Task prompt =>
Reproduce the data below verbatim, line for line, omitting the pictures from your answer.

Entries from a dataset
* Start *
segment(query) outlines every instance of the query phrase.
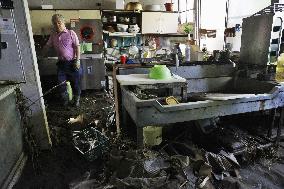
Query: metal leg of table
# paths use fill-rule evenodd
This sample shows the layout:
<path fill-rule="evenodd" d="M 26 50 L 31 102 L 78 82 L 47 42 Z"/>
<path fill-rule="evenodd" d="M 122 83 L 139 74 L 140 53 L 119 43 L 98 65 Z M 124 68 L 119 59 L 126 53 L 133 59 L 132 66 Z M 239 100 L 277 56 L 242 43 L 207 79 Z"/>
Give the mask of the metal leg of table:
<path fill-rule="evenodd" d="M 144 147 L 144 137 L 143 137 L 143 127 L 137 126 L 136 128 L 136 134 L 137 134 L 137 148 L 143 148 Z"/>
<path fill-rule="evenodd" d="M 280 108 L 280 120 L 277 128 L 276 145 L 279 145 L 281 139 L 281 127 L 284 123 L 284 108 Z"/>
<path fill-rule="evenodd" d="M 267 137 L 271 138 L 272 135 L 272 129 L 275 125 L 275 115 L 276 115 L 276 108 L 270 110 L 271 112 L 271 119 L 270 119 L 270 123 L 269 123 L 269 128 L 268 128 L 268 132 L 267 132 Z"/>

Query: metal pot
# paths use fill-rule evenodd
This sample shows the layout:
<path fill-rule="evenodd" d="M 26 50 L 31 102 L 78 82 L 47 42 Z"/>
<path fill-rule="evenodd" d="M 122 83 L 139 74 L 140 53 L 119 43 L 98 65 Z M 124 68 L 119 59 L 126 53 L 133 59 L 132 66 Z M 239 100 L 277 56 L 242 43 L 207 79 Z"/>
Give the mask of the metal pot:
<path fill-rule="evenodd" d="M 125 10 L 143 10 L 141 3 L 139 2 L 129 2 L 125 6 Z"/>

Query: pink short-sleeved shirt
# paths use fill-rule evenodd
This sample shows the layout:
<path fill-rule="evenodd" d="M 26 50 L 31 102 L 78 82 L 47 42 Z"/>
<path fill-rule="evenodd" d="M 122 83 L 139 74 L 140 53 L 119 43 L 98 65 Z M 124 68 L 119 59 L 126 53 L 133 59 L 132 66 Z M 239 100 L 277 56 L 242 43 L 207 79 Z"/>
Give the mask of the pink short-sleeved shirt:
<path fill-rule="evenodd" d="M 47 45 L 55 49 L 59 60 L 69 61 L 75 58 L 74 49 L 79 45 L 79 39 L 73 30 L 64 29 L 60 33 L 53 32 Z"/>

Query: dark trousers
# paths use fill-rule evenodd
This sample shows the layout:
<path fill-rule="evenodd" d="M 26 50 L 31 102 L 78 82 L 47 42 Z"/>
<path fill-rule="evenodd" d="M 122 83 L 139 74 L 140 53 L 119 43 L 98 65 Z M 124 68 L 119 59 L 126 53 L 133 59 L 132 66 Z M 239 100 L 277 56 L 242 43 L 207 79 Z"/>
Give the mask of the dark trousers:
<path fill-rule="evenodd" d="M 57 79 L 58 83 L 63 81 L 70 81 L 72 92 L 74 96 L 80 96 L 81 94 L 81 68 L 76 70 L 74 61 L 59 61 L 57 63 Z M 63 98 L 67 96 L 66 84 L 60 86 L 60 93 Z"/>

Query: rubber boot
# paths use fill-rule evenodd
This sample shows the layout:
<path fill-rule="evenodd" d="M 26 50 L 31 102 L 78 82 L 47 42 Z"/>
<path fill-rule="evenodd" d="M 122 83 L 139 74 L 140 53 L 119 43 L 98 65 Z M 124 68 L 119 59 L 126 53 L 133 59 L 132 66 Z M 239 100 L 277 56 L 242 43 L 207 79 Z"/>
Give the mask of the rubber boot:
<path fill-rule="evenodd" d="M 75 107 L 80 106 L 80 96 L 74 96 L 73 106 Z"/>
<path fill-rule="evenodd" d="M 68 97 L 68 94 L 67 93 L 61 93 L 61 97 L 62 97 L 62 105 L 64 107 L 67 107 L 68 104 L 69 104 L 69 97 Z"/>

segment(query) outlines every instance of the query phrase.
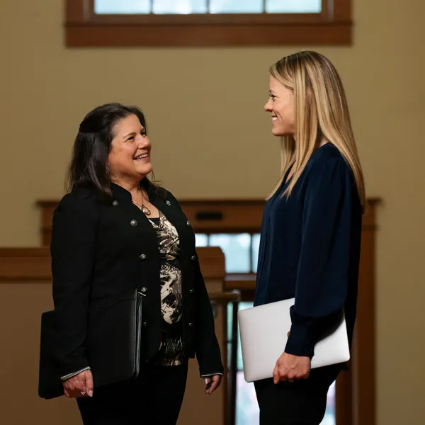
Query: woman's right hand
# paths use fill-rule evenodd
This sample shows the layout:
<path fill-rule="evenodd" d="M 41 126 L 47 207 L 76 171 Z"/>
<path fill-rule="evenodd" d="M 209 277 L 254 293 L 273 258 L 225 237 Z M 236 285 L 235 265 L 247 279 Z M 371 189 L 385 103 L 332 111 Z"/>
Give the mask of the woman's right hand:
<path fill-rule="evenodd" d="M 68 398 L 93 397 L 93 375 L 84 370 L 63 382 L 64 392 Z"/>

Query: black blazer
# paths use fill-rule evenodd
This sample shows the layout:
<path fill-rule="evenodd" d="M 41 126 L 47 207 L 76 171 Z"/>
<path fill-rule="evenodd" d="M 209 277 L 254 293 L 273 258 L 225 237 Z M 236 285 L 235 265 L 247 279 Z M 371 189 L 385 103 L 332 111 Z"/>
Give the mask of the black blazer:
<path fill-rule="evenodd" d="M 146 180 L 144 181 L 146 182 Z M 195 234 L 178 203 L 147 183 L 150 202 L 175 226 L 180 238 L 183 341 L 196 355 L 200 374 L 223 372 L 211 304 L 200 273 Z M 50 251 L 58 330 L 55 357 L 61 376 L 90 365 L 84 357 L 87 317 L 108 295 L 140 288 L 143 298 L 142 356 L 158 350 L 162 335 L 159 251 L 155 231 L 132 202 L 130 192 L 111 183 L 113 199 L 97 200 L 79 188 L 62 198 L 53 215 Z"/>

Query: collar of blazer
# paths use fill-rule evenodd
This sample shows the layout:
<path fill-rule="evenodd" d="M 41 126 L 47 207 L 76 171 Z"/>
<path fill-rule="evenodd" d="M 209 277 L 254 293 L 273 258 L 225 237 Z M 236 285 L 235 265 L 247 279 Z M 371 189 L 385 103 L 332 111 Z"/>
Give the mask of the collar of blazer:
<path fill-rule="evenodd" d="M 152 184 L 149 183 L 149 181 L 147 180 L 147 178 L 144 178 L 140 182 L 140 187 L 143 188 L 146 191 L 150 202 L 154 201 L 155 198 L 158 197 L 158 195 L 155 192 L 154 188 Z M 112 196 L 114 200 L 131 202 L 131 193 L 127 189 L 125 189 L 115 183 L 110 182 L 110 190 L 112 191 Z"/>

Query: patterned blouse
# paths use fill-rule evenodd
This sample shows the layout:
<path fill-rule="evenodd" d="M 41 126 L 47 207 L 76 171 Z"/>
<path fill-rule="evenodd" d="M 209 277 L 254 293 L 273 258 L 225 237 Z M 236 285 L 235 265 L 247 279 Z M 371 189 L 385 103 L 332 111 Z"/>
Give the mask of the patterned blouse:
* End *
Written answer =>
segment(query) outlines every instance of the query phrase.
Query: metal leg of table
# paths use fill-rule evenodd
This sample shows the layout:
<path fill-rule="evenodd" d="M 26 50 L 31 102 L 78 82 L 47 42 Z"/>
<path fill-rule="evenodd" d="M 122 83 L 139 74 L 140 53 L 119 43 L 98 65 Z M 124 68 L 119 59 L 126 53 L 133 59 L 132 66 Z M 239 100 L 277 56 L 242 43 L 207 79 Z"/>
Give the mask of the metal leg of table:
<path fill-rule="evenodd" d="M 144 147 L 144 137 L 143 137 L 143 127 L 137 126 L 136 128 L 136 134 L 137 134 L 137 148 L 143 148 Z"/>
<path fill-rule="evenodd" d="M 280 108 L 280 120 L 277 128 L 276 145 L 279 145 L 281 139 L 281 127 L 284 123 L 284 108 Z"/>
<path fill-rule="evenodd" d="M 267 137 L 271 138 L 272 135 L 272 129 L 275 125 L 275 115 L 276 115 L 276 108 L 270 110 L 271 112 L 271 119 L 270 119 L 270 123 L 269 123 L 269 128 L 268 128 L 268 132 L 267 132 Z"/>

Query: metal pot
# paths use fill-rule evenodd
This sample shows the layout:
<path fill-rule="evenodd" d="M 26 50 L 31 102 L 78 82 L 47 42 Z"/>
<path fill-rule="evenodd" d="M 122 83 L 139 74 L 140 53 L 119 43 L 98 65 Z M 124 68 L 119 59 L 126 53 L 133 59 L 132 66 Z M 239 100 L 277 56 L 242 43 L 207 79 Z"/>
Give the mask of the metal pot:
<path fill-rule="evenodd" d="M 125 10 L 143 10 L 141 3 L 139 2 L 129 2 L 125 6 Z"/>

Query: pink short-sleeved shirt
# paths use fill-rule evenodd
This sample shows the layout:
<path fill-rule="evenodd" d="M 26 50 L 31 102 L 78 82 L 47 42 Z"/>
<path fill-rule="evenodd" d="M 122 83 L 139 74 L 140 53 L 119 43 L 98 65 Z M 124 68 L 119 59 L 126 53 L 133 59 L 132 66 Z M 239 100 L 277 56 L 242 43 L 207 79 Z"/>
Give the mask of the pink short-sleeved shirt:
<path fill-rule="evenodd" d="M 47 45 L 55 49 L 59 60 L 69 61 L 75 58 L 74 49 L 79 45 L 79 39 L 73 30 L 64 29 L 60 33 L 53 32 Z"/>

Query: dark trousers
# paths use fill-rule evenodd
This sample shows the layout:
<path fill-rule="evenodd" d="M 26 50 L 31 102 L 78 82 L 47 42 Z"/>
<path fill-rule="evenodd" d="M 122 83 L 139 74 L 140 53 L 119 43 L 98 65 Z M 124 68 L 119 59 L 126 53 L 133 59 L 132 66 Z M 239 100 L 277 56 L 242 43 L 207 79 Z"/>
Give the mask of the dark trousers:
<path fill-rule="evenodd" d="M 57 79 L 58 83 L 63 81 L 70 81 L 72 92 L 74 96 L 80 96 L 81 94 L 81 68 L 76 70 L 74 61 L 59 61 L 57 63 Z M 63 98 L 67 96 L 66 84 L 60 86 L 60 93 Z"/>

Query: rubber boot
# paths use fill-rule evenodd
This sample shows the layout:
<path fill-rule="evenodd" d="M 26 50 L 31 102 L 78 82 L 47 42 Z"/>
<path fill-rule="evenodd" d="M 122 83 L 139 74 L 140 53 L 119 43 L 98 65 Z M 124 68 L 119 59 L 126 53 L 133 59 L 132 66 Z M 239 100 L 277 56 L 242 43 L 207 79 Z"/>
Give the mask of the rubber boot:
<path fill-rule="evenodd" d="M 75 107 L 80 106 L 80 96 L 74 96 L 73 106 Z"/>
<path fill-rule="evenodd" d="M 68 97 L 68 94 L 67 93 L 61 93 L 61 97 L 62 97 L 62 105 L 64 107 L 67 107 L 68 104 L 69 104 L 69 97 Z"/>

segment(query) outlines every instance of the query phrase.
Query: woman's right hand
# paths use fill-rule evenodd
This sample shows the layout:
<path fill-rule="evenodd" d="M 41 126 L 47 207 L 76 171 Z"/>
<path fill-rule="evenodd" d="M 209 277 L 254 293 L 273 258 L 225 237 Z M 236 285 L 235 265 L 247 279 Z M 371 189 L 385 103 L 332 111 Z"/>
Give the mask of the woman's right hand:
<path fill-rule="evenodd" d="M 68 398 L 93 397 L 93 375 L 84 370 L 63 382 L 64 392 Z"/>

Query: black blazer
# paths use fill-rule evenodd
This sample shows the layout:
<path fill-rule="evenodd" d="M 41 126 L 47 207 L 76 171 Z"/>
<path fill-rule="evenodd" d="M 209 277 L 254 293 L 273 258 L 225 237 Z M 236 285 L 235 265 L 247 279 Z M 371 189 L 385 103 L 332 111 Z"/>
Give the mask of the black blazer:
<path fill-rule="evenodd" d="M 146 180 L 144 181 L 146 182 Z M 195 234 L 178 203 L 147 183 L 150 202 L 175 226 L 180 238 L 183 341 L 196 355 L 200 374 L 223 372 L 211 304 L 200 273 Z M 50 251 L 58 330 L 55 357 L 61 376 L 90 365 L 84 357 L 87 317 L 108 295 L 140 288 L 143 298 L 142 356 L 158 350 L 162 335 L 159 251 L 155 231 L 132 202 L 130 192 L 111 183 L 113 199 L 97 200 L 79 188 L 62 198 L 53 215 Z"/>

Query: collar of blazer
# paths use fill-rule evenodd
This sample shows the layout:
<path fill-rule="evenodd" d="M 41 126 L 47 207 L 76 171 Z"/>
<path fill-rule="evenodd" d="M 209 277 L 254 293 L 273 258 L 225 237 Z M 236 285 L 235 265 L 247 279 Z M 371 189 L 385 103 L 332 111 Z"/>
Give the mask of the collar of blazer:
<path fill-rule="evenodd" d="M 152 184 L 149 183 L 149 181 L 147 180 L 147 178 L 144 178 L 140 182 L 140 187 L 143 188 L 146 191 L 150 202 L 154 201 L 155 198 L 158 197 L 158 195 L 155 192 L 154 188 Z M 112 196 L 114 200 L 131 202 L 131 193 L 127 189 L 125 189 L 115 183 L 110 182 L 110 190 L 112 191 Z"/>

Query: patterned blouse
# paths use fill-rule evenodd
This sample shows the layout:
<path fill-rule="evenodd" d="M 41 126 L 47 207 L 76 171 Z"/>
<path fill-rule="evenodd" d="M 209 277 L 254 293 L 273 258 L 225 237 Z M 236 285 L 235 265 L 247 279 Z M 371 189 L 385 103 L 332 111 Z"/>
Give the mask of the patterned blouse:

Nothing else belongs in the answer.